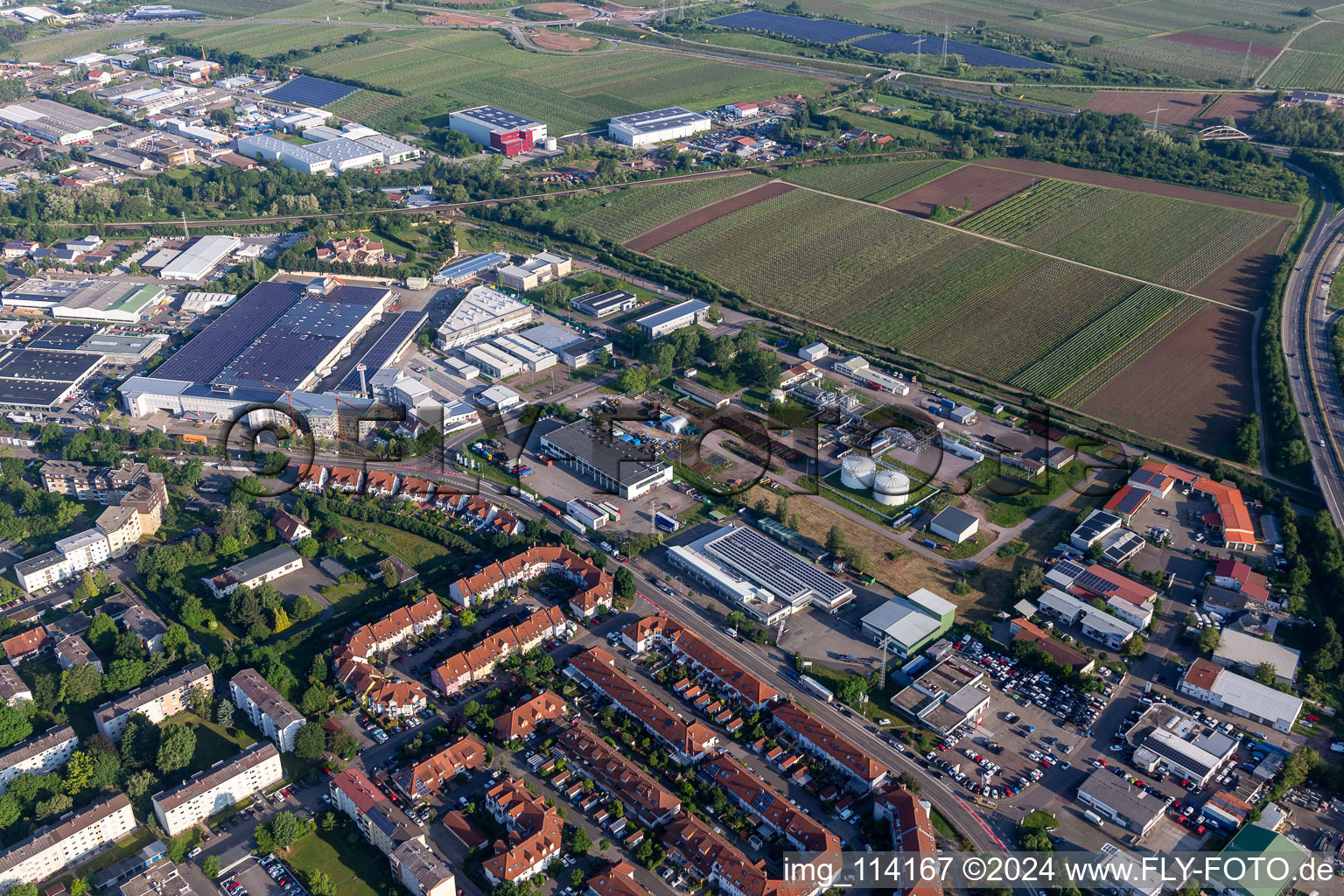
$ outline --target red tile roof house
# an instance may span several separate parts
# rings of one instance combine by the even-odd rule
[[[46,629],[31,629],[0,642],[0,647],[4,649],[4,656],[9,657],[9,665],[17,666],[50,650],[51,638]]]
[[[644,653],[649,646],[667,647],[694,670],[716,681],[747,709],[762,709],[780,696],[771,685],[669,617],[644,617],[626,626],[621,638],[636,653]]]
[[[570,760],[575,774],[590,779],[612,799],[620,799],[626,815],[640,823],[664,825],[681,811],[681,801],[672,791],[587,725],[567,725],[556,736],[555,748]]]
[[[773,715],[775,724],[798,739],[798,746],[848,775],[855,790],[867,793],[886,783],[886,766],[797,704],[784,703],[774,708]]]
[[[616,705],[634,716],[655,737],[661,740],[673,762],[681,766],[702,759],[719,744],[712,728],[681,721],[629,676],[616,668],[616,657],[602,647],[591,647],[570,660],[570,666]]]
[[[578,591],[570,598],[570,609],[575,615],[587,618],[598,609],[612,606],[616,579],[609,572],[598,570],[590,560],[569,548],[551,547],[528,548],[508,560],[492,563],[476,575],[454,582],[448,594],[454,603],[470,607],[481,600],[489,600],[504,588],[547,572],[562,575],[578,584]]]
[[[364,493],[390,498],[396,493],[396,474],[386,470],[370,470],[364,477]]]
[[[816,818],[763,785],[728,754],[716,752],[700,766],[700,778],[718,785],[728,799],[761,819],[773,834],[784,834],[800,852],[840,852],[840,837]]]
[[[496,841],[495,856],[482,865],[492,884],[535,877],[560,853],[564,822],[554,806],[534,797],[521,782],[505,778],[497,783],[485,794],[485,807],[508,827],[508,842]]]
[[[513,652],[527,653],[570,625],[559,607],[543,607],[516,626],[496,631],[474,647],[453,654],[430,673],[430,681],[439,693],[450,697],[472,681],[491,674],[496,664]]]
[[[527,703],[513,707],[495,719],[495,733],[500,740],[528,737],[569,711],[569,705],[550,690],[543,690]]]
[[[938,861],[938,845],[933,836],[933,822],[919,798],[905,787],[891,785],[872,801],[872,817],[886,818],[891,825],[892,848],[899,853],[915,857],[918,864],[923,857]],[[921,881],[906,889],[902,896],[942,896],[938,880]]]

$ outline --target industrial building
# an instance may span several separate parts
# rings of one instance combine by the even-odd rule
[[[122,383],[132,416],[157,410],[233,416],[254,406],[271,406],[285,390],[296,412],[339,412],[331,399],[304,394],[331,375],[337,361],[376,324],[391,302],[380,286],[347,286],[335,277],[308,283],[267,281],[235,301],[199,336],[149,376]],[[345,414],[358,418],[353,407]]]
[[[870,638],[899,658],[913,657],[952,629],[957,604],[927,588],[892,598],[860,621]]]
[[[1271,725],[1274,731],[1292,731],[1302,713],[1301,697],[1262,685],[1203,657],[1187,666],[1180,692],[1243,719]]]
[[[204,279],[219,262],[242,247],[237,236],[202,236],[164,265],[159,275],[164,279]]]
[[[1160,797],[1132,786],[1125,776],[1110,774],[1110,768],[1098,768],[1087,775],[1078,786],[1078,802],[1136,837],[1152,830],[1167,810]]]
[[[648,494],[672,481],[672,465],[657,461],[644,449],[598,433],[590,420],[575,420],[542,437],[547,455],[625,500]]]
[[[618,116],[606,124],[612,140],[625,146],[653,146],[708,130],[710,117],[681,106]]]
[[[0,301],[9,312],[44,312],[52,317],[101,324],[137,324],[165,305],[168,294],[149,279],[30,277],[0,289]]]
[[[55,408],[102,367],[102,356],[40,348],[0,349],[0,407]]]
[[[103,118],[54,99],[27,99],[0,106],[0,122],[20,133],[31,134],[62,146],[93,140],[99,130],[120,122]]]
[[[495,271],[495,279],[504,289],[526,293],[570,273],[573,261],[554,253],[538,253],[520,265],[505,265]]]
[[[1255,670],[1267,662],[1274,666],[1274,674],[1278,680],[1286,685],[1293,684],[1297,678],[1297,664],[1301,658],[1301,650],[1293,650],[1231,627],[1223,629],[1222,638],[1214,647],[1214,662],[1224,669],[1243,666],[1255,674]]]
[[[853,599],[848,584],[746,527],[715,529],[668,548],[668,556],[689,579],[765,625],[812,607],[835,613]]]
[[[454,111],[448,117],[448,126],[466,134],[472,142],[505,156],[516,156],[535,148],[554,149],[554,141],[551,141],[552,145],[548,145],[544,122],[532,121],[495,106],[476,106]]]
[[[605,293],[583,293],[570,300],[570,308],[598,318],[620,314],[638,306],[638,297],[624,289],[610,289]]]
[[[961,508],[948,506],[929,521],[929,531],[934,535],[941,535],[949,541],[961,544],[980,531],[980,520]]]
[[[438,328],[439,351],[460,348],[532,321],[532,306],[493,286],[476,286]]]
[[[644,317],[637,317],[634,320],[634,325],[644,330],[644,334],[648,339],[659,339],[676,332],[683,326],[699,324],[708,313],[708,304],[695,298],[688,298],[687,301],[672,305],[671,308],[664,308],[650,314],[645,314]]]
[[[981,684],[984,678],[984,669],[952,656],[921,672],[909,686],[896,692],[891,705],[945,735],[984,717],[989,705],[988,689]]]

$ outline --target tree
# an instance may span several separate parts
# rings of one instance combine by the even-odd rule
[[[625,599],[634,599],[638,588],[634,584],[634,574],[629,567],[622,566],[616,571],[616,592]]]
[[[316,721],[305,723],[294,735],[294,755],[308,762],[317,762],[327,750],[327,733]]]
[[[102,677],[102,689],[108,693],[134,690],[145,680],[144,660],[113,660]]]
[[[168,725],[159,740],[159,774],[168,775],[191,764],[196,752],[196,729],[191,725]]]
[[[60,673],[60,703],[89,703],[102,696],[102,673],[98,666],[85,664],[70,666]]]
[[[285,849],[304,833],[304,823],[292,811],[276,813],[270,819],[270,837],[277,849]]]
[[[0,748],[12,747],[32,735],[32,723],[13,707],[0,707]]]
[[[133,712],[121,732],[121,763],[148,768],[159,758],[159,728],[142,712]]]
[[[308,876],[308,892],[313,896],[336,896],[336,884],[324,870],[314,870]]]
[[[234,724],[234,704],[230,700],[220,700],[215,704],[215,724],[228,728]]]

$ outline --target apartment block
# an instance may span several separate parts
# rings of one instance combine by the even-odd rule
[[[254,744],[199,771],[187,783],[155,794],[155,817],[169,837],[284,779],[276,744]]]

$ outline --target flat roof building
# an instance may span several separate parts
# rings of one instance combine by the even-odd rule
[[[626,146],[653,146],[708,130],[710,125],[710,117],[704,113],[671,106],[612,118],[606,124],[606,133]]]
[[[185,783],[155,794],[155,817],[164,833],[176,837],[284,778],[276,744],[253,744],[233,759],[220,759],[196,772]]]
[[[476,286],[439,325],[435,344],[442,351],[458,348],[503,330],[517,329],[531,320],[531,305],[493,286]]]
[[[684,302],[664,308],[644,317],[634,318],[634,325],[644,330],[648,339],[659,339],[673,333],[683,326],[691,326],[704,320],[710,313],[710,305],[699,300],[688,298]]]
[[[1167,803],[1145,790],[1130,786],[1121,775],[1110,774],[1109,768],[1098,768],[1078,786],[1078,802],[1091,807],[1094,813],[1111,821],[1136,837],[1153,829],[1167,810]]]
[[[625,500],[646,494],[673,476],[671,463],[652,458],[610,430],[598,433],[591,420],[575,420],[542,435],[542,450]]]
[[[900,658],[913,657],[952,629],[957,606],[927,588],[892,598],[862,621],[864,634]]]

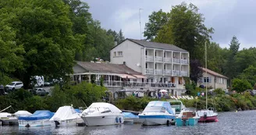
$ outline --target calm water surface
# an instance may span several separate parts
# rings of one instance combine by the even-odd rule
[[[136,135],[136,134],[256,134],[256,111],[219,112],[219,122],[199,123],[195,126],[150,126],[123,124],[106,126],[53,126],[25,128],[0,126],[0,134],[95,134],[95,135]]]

» **To do**
Retype the lines from the one with "outline --target tree" up to and including the one with "[[[0,748],[12,747],[32,735],[32,723],[13,707],[0,707]]]", keeping every character the same.

» **Result for this task**
$ outline --target tree
# an instance may span several separate parts
# rings of one instance combine by the even-odd rule
[[[625,599],[634,599],[638,588],[634,584],[634,574],[629,567],[622,566],[616,571],[616,592]]]
[[[316,721],[305,723],[294,735],[294,755],[308,762],[317,762],[327,750],[327,733]]]
[[[102,677],[102,689],[108,693],[134,690],[145,680],[144,660],[113,660]]]
[[[168,725],[159,740],[159,774],[168,775],[191,764],[196,752],[196,729],[191,725]]]
[[[60,673],[60,703],[89,703],[102,696],[102,673],[98,666],[85,664],[70,666]]]
[[[285,849],[304,833],[304,823],[292,811],[276,813],[270,819],[270,837],[277,849]]]
[[[0,748],[12,747],[32,735],[32,723],[13,707],[0,707]]]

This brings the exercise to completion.